Document excerpt →
The Sistine Chapel ceiling is the greatest work of art ever made, according to Brits

William JordanUS Elections Editor
January 04, 2015, 10:40 AM GMT+0

Michelangelo’s masterpiece easily tops Leonardo Da Vinci’s Mona Lisa

Art critics may have lists of their own, but YouGov can now reveal the greatest artistic achievement in history as determined by the British public.

The clear favourite is Michelangelo’s Sistine Chapel ceiling, painted in Rome between 1508 and 1512. Leonardo Da Vinci’s Mona Lisa and his Last Supper are next on the list, followed by Claude Monet’s Water Lilies (technically a series of over 200 paintings).

The Sistine Chapel painting is a fresco, meaning it was painted directly into wet plaster. Popular mythology has it that Michelangelo painted the ceiling while lying on his back, but in fact he painted it standing and looking upward from scaffolding, craning his neck just inches away from the surface. The ceiling, which depicts a number of different Biblical scenes, is one of relatively few paintings by the Old Master, who preferred sculpture.

Michelangelo might be especially pleased to come out on top of Da Vinci, one of his contemporaries and rivals.

How did we produce this list?

YouGov conducted its poll in two stages: first, we asked people with no prompting, “In your opinion, what is the greatest work of art ever made?” Then, in a separate survey, we asked the question again, using a list of the top 15 volunteered responses (the results seen above).

In both instances, the Sistine Chapel ceiling emerged as the outright victor. The rest of the rankings varied, though Leonardo Da Vinci’s Last Supper and Claude Monet’s Water Lilies ranked in the top four both times. In the open-ended version of the question, Michelangelo’s David sculpture comes in second.

Excerpted records →

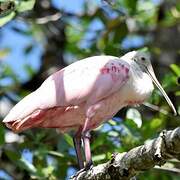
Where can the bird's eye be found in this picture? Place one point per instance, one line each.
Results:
(143, 58)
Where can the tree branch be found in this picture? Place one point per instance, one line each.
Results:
(128, 164)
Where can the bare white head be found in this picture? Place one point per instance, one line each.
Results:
(142, 59)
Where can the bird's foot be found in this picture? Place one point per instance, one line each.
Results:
(88, 167)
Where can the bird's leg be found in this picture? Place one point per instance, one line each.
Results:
(87, 149)
(77, 145)
(86, 139)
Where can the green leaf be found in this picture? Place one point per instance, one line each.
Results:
(6, 18)
(24, 164)
(12, 155)
(2, 140)
(26, 5)
(176, 69)
(6, 7)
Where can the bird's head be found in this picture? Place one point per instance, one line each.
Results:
(142, 59)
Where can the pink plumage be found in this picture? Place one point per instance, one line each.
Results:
(85, 94)
(85, 88)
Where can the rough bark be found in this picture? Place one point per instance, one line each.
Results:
(127, 165)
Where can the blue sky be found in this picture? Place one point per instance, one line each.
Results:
(18, 60)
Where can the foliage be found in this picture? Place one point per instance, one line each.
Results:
(64, 35)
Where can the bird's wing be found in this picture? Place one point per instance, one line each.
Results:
(89, 80)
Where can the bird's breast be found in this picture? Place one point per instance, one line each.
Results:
(137, 89)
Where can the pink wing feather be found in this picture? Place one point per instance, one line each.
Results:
(88, 80)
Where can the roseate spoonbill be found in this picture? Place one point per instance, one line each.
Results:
(85, 94)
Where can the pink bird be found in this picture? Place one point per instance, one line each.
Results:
(85, 94)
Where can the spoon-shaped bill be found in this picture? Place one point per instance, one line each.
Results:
(151, 73)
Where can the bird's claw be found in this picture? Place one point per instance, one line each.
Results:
(88, 166)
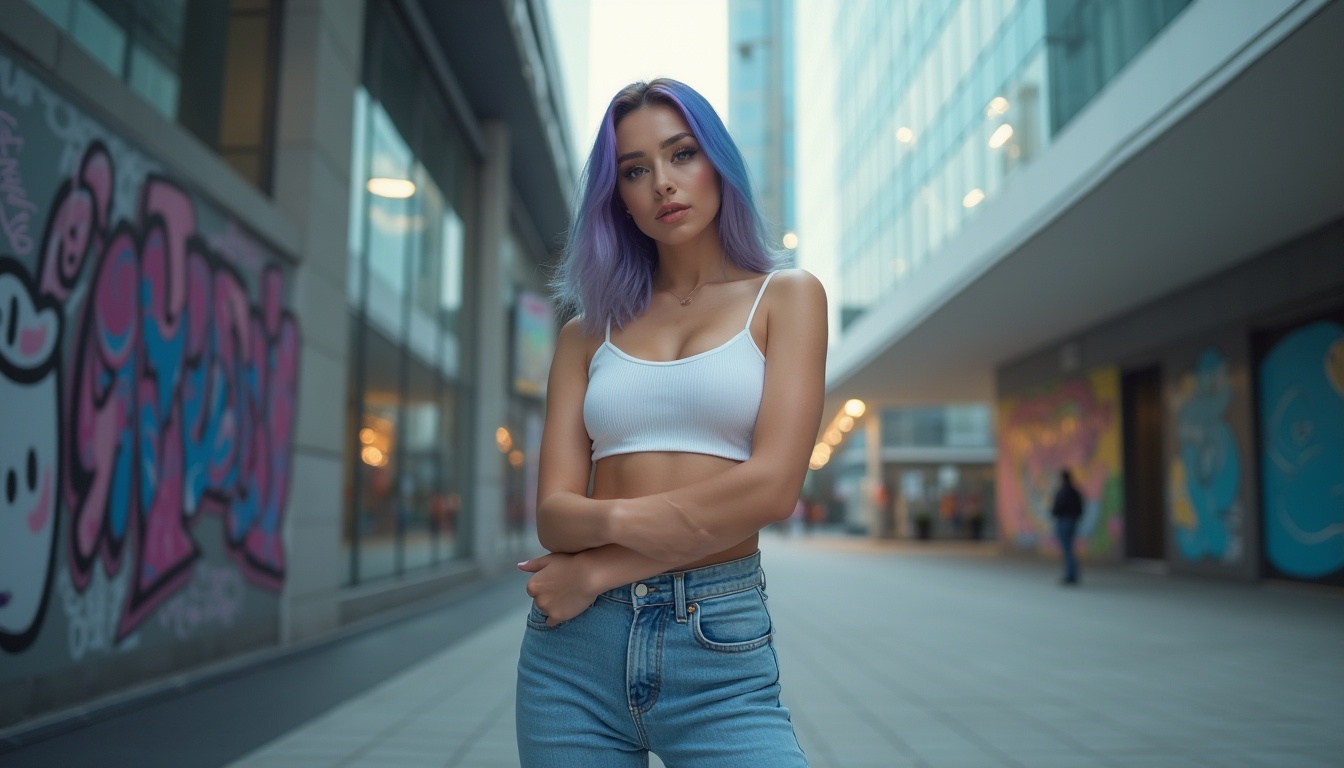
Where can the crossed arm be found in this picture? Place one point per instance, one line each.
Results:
(601, 544)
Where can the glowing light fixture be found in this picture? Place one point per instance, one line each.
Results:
(372, 456)
(395, 188)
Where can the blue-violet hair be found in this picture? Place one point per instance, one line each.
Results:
(608, 265)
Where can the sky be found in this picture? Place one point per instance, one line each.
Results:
(626, 41)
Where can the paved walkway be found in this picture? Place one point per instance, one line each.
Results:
(944, 657)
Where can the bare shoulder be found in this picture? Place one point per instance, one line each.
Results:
(574, 344)
(799, 288)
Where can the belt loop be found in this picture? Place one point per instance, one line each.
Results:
(679, 592)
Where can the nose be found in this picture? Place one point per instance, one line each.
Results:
(663, 182)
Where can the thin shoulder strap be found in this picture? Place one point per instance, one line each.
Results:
(758, 297)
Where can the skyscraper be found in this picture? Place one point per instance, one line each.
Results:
(761, 106)
(1118, 223)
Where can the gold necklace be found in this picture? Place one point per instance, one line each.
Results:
(687, 300)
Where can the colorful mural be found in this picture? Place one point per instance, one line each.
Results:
(148, 370)
(1073, 424)
(1204, 478)
(1301, 431)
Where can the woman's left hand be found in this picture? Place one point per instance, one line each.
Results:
(559, 587)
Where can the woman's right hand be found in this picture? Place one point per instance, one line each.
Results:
(561, 585)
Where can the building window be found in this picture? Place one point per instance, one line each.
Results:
(407, 413)
(210, 66)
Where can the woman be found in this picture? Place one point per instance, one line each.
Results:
(682, 410)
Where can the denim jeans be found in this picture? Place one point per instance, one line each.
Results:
(680, 665)
(1066, 530)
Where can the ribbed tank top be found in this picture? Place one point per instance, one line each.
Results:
(703, 404)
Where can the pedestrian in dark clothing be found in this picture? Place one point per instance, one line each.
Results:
(1066, 510)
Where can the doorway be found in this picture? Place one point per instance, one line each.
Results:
(1141, 396)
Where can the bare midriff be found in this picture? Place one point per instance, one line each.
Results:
(631, 475)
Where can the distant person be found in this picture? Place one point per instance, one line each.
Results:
(1066, 510)
(690, 389)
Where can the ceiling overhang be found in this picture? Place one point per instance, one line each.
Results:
(1255, 163)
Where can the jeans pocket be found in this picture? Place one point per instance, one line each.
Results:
(731, 623)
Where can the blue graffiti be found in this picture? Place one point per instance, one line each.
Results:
(1211, 457)
(1303, 432)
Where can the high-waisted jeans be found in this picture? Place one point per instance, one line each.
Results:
(680, 663)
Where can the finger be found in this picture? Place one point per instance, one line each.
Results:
(535, 564)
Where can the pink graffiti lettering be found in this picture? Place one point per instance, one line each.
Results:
(214, 597)
(15, 206)
(77, 222)
(180, 398)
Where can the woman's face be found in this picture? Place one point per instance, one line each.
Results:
(665, 182)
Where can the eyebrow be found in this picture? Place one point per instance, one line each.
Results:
(664, 145)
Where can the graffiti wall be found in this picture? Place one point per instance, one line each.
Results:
(148, 367)
(1071, 424)
(1301, 435)
(1210, 474)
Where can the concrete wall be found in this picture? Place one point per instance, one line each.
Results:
(149, 366)
(1208, 342)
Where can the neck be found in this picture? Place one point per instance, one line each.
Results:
(684, 266)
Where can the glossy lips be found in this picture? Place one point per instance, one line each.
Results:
(672, 213)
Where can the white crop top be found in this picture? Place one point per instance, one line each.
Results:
(703, 404)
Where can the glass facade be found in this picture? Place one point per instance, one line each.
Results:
(940, 101)
(409, 390)
(208, 66)
(761, 106)
(938, 427)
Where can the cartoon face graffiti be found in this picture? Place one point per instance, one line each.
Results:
(30, 331)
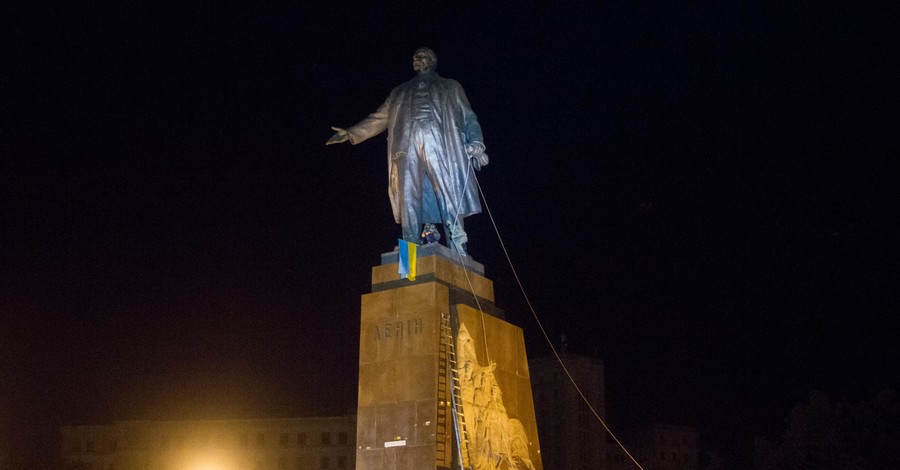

Tasks for this exercise →
1. Retype the passage of the article on the British art poll starting with "The Sistine Chapel painting" and going on through "produce this list?".
2. Name every work of art mentioned in the article on the British art poll.

Task-by-task solutions →
1.
The Sistine Chapel painting is a fresco, meaning it was painted directly into wet plaster. Popular mythology has it that Michelangelo painted the ceiling while lying on his back, but in fact he painted it standing and looking upward from scaffolding, craning his neck just inches away from the surface. The ceiling, which depicts a number of different Biblical scenes, is one of relatively few paintings by the Old Master, who preferred sculpture.

Michelangelo might be especially pleased to come out on top of Da Vinci, one of his contemporaries and rivals.

How did we produce this list?

2.
- Sistine Chapel ceiling (Michelangelo)
- Mona Lisa (Leonardo Da Vinci)
- Last Supper (Leonardo Da Vinci)
- Water Lilies (Claude Monet)
- David (Michelangelo)